▶ _What this task involves_: Reproduce the items below verbatim, from the line containing "trace: shrub" through the line containing "M124 129L122 131L115", both lines included.

Recorded data:
○ ○ ○ ○ ○ ○ ○

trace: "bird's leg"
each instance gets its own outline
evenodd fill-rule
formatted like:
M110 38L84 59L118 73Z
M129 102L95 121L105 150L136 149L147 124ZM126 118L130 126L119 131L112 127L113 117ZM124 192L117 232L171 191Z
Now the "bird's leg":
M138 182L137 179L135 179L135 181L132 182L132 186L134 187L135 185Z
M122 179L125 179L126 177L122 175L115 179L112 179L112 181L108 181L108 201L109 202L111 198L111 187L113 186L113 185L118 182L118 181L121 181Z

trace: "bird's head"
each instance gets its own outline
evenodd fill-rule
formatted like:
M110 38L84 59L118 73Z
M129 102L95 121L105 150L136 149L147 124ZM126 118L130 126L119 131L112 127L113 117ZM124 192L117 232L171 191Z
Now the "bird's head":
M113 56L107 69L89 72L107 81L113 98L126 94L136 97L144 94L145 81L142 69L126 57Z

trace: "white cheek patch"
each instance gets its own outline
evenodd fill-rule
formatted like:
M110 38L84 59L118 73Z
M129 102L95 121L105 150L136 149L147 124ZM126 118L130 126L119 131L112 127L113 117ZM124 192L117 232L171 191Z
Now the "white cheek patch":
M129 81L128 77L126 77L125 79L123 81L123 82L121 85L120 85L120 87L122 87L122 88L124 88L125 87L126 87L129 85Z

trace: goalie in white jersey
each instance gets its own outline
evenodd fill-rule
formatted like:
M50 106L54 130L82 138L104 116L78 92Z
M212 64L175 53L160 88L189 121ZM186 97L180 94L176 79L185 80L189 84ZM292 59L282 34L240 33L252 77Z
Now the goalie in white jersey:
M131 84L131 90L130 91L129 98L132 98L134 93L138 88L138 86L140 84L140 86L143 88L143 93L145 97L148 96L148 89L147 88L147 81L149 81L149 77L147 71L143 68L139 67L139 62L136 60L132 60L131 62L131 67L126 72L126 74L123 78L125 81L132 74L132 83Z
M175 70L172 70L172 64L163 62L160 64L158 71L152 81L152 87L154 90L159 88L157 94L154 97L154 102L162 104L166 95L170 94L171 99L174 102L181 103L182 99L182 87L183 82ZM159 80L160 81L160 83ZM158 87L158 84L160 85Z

○ ○ ○ ○ ○ ○ ○

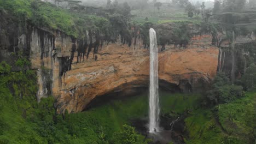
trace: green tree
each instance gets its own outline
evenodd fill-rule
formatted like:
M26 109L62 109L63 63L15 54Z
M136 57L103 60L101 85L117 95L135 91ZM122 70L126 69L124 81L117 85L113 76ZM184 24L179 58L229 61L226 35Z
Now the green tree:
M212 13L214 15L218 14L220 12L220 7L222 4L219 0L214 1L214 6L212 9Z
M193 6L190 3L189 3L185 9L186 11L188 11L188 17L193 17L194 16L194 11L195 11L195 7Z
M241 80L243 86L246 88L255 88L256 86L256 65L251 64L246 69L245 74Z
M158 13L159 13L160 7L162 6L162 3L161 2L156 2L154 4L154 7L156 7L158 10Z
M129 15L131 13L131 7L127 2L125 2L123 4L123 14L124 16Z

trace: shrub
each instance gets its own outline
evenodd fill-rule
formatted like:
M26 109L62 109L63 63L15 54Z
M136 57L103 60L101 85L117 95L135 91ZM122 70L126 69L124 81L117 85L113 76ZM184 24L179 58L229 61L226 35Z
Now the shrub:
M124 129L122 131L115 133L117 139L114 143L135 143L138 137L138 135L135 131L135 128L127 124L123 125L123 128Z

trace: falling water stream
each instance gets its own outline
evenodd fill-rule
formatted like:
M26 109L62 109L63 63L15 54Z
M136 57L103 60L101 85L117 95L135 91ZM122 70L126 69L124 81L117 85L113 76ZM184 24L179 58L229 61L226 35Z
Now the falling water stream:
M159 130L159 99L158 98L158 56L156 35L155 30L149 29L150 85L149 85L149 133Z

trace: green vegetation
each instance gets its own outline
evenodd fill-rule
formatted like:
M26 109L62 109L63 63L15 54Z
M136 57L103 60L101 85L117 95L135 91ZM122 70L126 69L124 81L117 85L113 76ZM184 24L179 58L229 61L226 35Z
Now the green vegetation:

○ ○ ○ ○ ○ ○ ○

▶ _Full output_:
trace: shrub
each instance gets its own outline
evenodd fill-rule
formatted like:
M26 109L62 109L63 63L15 54Z
M136 57L103 60L101 85L117 95L135 91ZM122 70L126 69L124 81L117 85L113 76ZM184 24L179 58L229 61L226 35Z
Now the shrub:
M124 129L122 131L115 133L117 139L114 143L135 143L138 137L138 135L135 131L135 128L127 124L123 125L123 128Z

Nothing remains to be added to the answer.